_Parts of the exercise_:
- a) In the passage on the children's online safety bills, which organization does Aliya Bhatia work for as a policy analyst?
- b) Return the part of the passage on the children's online safety bills starting with "Together, Golin argued, the" and going on through "the digital age.", copied word for word.
- c) Carry the passage about the children's online safety bills forward from its last sentence.

And, many players in the digital space are lauding the progress. For one, there’s Josh Golin, executive director of Fairplay, a nonprofit organization focused on children’s digital safety. He says: “We commend … [the] Committee for advancing the Kids Online Safety Act and Children and Teens’ Online Privacy Protection Act. In the 25 years since Congress last passed meaningful online protections for children, social media platforms have honed their manipulative design techniques in order to addict children to their products and capture young people’s attention and data. As a result, countless young people are harmed online in serious and preventable ways every day.”

Together, Golin argued, the bills “will help create the internet all young people deserve – one that respects their privacy and autonomy and allows them to safely learn, play and connect.”

However, it’s this first point precisely – children’s privacy – that concerns critics of the bills the most.

“Ensuring [young people] have safe online spaces is a really important goal, especially with a lot of the studies that Congress and advocates have been citing around the impact of [certain] content on mental health. But we are concerned that this bill may do more harm than good,” says Aliya Bhatia, a policy analyst at the Center for Democracy & Technology, a nonpartisan organization working to advance civil rights and liberties in the digital age.

_Information supplied_:
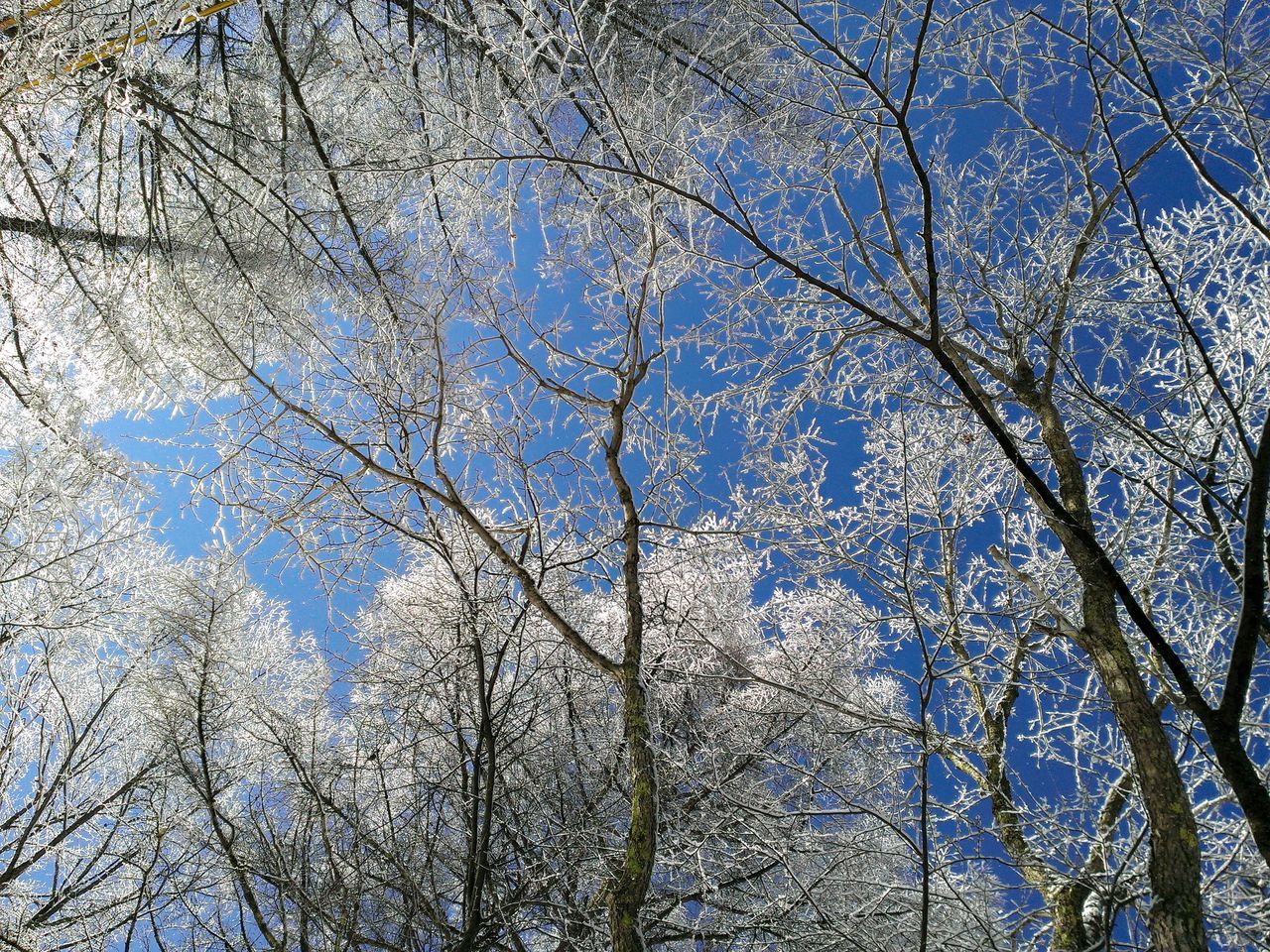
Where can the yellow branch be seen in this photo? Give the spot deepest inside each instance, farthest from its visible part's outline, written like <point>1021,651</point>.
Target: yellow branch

_Answer set_:
- a) The Center for Democracy & Technology.

- b)
Together, Golin argued, the bills “will help create the internet all young people deserve – one that respects their privacy and autonomy and allows them to safely learn, play and connect.”

However, it’s this first point precisely – children’s privacy – that concerns critics of the bills the most.

“Ensuring [young people] have safe online spaces is a really important goal, especially with a lot of the studies that Congress and advocates have been citing around the impact of [certain] content on mental health. But we are concerned that this bill may do more harm than good,” says Aliya Bhatia, a policy analyst at the Center for Democracy & Technology, a nonpartisan organization working to advance civil rights and liberties in the digital age.

- c)
Concerns about Kosa’s impacts on data privacy and online liberties

A chief concern of Bhatia’s is the structure of Kosa in particular, which necessitates that children and teen users be treated differently than their adult counterparts by tech companies. Notably, Kosa aims to restrict young people’s ability to adjust their privacy settings, as online services must be able to access specific information about young users in order to protect them. These rules, Bhatia says, “will require online services to know who the younger user is [versus] the older user. And that, unfortunately, will require further data collection or data inference.”

Though an amendment to Kosa clarifies that the bill will not require online services to perform age verification, critics have said that the structure of the bill makes age verification difficult to get around. “Platforms would either need to implement age verification mechanisms that require incremental data collection – like IDs, biometrics – or would be forced to remove content generally, impacting adult users as well,” explains Arielle Garcia, chief privacy and responsibility officer at IPG-owned ad agency UM Worldwide.

In fact, the kind of data collection potentially necessitated by Kosa could include methods of data collection or inference as intrusive as facial recognition. “Unlike [how] a bartender or a cashier at a liquor store can sort of … guess based on a face what [a customer’s] age is, and narrow down who gets that second check of an ID validation, an online service can’t do that,” Bhatia says. “So that means all users – adults and children alike – will undergo some sort of age estimation interstitial. That will require either data collection of some sort, in the form of collection and proof of ID, or some sort of facial estimation biometric scanning, which is, again, a form of data collection and analysis.”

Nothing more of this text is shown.